** Extracted material follows **
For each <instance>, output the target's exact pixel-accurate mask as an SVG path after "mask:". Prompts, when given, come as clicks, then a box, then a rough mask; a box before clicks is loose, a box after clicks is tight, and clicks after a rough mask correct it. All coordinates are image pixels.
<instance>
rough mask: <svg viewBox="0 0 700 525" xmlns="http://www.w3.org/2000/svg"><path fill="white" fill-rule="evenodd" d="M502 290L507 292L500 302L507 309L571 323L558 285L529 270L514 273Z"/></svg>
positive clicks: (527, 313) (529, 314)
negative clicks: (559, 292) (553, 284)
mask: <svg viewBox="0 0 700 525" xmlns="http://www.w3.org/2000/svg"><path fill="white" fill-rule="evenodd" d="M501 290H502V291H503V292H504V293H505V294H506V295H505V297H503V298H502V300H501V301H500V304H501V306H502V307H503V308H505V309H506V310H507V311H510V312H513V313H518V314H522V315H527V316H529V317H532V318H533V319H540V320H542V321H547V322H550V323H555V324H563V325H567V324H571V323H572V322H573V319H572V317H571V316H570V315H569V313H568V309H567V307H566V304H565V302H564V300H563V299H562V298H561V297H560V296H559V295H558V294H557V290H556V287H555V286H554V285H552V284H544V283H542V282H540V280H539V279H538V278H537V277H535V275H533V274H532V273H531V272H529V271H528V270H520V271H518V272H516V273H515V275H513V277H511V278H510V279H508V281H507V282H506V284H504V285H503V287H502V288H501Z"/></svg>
** End of Extracted material **
Problem to work on:
Which lines of the listing above hold the word "rough"? Copy each of them.

Response:
For each <instance>, output the target's exact pixel-accurate mask as an SVG path after "mask:". Prompts, when given, come as clicks, then a box, then a rough mask; a box before clicks is loose, a box after clicks is tight, and clicks after a rough mask correct it. All coordinates are image pixels.
rough mask: <svg viewBox="0 0 700 525" xmlns="http://www.w3.org/2000/svg"><path fill="white" fill-rule="evenodd" d="M502 290L507 292L500 302L507 309L571 323L558 285L529 270L514 273Z"/></svg>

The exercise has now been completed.